Overview - Apache Celeborn™

Overview - Apache Celeborn™
Skip to content
Monitoring
There are two ways to monitor Celeborn cluster: Prometheus metrics and REST API.
Metrics
Celeborn has a configurable metrics system based on the
Dropwizard Metrics Library
This allows users to report Celeborn metrics to a variety of sinks including HTTP, JMX, CSV
files and prometheus servlet. The metrics are generated by sources embedded in the Celeborn code base.
They provide instrumentation for specific activities and Celeborn components.
The metrics system is configured via a configuration file that Celeborn expects to be present
at
$CELEBORN_HOME/conf/metrics.properties
. A custom file location can be specified via the
celeborn.metrics.conf
configuration property
Instead of using the configuration file, a set of configuration parameters with prefix
celeborn.metrics.conf.
can be used.
Celeborn's metrics are divided into two
instances
corresponding to Celeborn components. The following instances are currently supported:
master
: The Celeborn cluster master process.
worker
: The Celeborn cluster worker process.
Each instance can report to zero or more
sinks
. Sinks are contained in the
org.apache.celeborn.common.metrics.sink
package:
CsvSink
: Exports metrics data to CSV files at regular intervals.
PrometheusServlet
: Adds a servlet within the existing Celeborn REST API to serve metrics data in Prometheus format.
JsonServlet
: Adds a servlet within the existing Celeborn REST API to serve metrics data in JSON format.
GraphiteSink
: Sends metrics to a Graphite node.
LoggerSink
: Scrape metrics periodically and output them to the logger files if you have enabled
celeborn.metrics.loggerSink.output.enabled
. This is used as safety valve to make sure the
metrics data won't exist in the memory for a long time. If you don't have a metrics collector to
collect metrics from celeborn periodically, it's important to enable this sink.
The syntax of the metrics configuration file and the parameters available for each sink are defined
in an example configuration file,
$CELEBORN_HOME/conf/metrics.properties.template
When using Celeborn configuration parameters instead of the metrics configuration file, the relevant
parameter names are composed by the prefix
celeborn.metrics.conf.
followed by the configuration
details, i.e. the parameters take the following form:
celeborn.metrics.conf.[instance|*].sink.[sink_name].[parameter_name]
This example shows a list of Celeborn configuration parameters for a CSV sink:
"celeborn.metrics.conf.*.sink.csv.class"="org.apache.celeborn.common.metrics.sink.CsvSink"
"celeborn.metrics.conf.*.sink.csv.period"="1"
....
Written tasks
(A) In the Celeborn monitoring page, which sink sends metrics to a Graphite node?
(B) Reproduce the Celeborn monitoring page from "Each instance can" down to "at regular intervals.".
(C) Write what comes next in the Celeborn monitoring page, picking up after its last line.

Point placement records
....
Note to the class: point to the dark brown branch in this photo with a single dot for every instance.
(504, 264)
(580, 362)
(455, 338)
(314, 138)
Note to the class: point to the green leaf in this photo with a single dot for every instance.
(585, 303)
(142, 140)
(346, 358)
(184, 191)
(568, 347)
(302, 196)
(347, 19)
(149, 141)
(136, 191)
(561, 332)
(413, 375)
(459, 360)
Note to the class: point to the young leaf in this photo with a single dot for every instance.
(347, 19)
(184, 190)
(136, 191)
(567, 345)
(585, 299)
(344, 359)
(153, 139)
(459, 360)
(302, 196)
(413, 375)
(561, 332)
....
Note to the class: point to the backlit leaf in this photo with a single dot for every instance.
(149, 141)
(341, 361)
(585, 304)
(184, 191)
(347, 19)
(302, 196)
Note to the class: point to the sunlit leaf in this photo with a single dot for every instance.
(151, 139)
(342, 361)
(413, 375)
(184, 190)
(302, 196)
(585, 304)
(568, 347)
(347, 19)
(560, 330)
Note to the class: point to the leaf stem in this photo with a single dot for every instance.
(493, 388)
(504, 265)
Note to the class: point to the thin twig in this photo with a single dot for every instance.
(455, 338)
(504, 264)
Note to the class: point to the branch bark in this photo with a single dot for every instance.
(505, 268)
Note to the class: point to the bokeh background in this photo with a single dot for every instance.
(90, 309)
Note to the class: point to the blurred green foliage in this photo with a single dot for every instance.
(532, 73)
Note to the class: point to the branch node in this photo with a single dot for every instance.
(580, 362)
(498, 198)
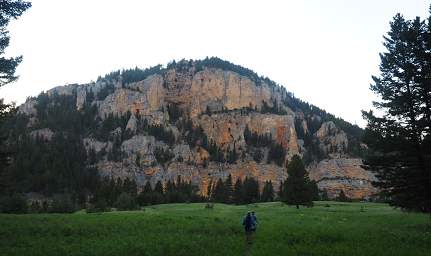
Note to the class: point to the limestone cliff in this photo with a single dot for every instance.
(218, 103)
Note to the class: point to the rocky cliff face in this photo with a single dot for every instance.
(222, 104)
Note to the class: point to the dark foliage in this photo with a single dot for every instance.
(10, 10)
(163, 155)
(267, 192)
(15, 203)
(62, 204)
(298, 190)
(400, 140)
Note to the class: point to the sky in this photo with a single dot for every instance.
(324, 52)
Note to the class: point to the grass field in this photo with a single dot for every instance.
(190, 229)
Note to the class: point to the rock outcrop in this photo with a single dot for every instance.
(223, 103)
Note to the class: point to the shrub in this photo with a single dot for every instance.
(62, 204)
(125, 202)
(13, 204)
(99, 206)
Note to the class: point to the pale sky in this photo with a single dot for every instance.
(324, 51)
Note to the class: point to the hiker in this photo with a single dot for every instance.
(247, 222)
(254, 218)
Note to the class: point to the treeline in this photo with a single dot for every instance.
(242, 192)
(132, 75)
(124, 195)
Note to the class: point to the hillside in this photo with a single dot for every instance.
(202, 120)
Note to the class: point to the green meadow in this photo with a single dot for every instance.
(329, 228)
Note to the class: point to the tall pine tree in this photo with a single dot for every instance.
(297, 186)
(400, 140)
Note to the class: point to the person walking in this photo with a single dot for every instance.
....
Response list
(A) GraphiteSink

(B)
Each instance can report to zero or more
sinks
. Sinks are contained in the
org.apache.celeborn.common.metrics.sink
package:
CsvSink
: Exports metrics data to CSV files at regular intervals.

(C)
"celeborn.metrics.conf.*.sink.csv.unit"=minutes
"celeborn.metrics.conf.*.sink.csv.directory"=/tmp/
Default values of the Celeborn metrics configuration are as follows:
*.sink.prometheusServlet.class=org.apache.celeborn.common.metrics.sink.PrometheusServlet
*.sink.jsonServlet.class=org.apache.celeborn.common.metrics.sink.JsonServlet
*.sink.loggerSink.class=org.apache.celeborn.common.metrics.sink.LoggerSink
Additional sources can be configured using the metrics configuration file or the configuration
parameter
celeborn.metrics.conf.[component_name].source.jvm.class=[source_name]
. At present the
no source is the available optional source. For example the following configuration parameter
activates the Example source:
"celeborn.metrics.conf.*.source.jvm.class"="org.apache.celeborn.common.metrics.source.ExampleSource"
Available metrics providers
Metrics used by Celeborn are of multiple types: gauge, counter, histogram, meter and timer,
see
Dropwizard library documentation for details
The following list of components and metrics reports the name and some details about the available metrics,
grouped per component instance and source namespace.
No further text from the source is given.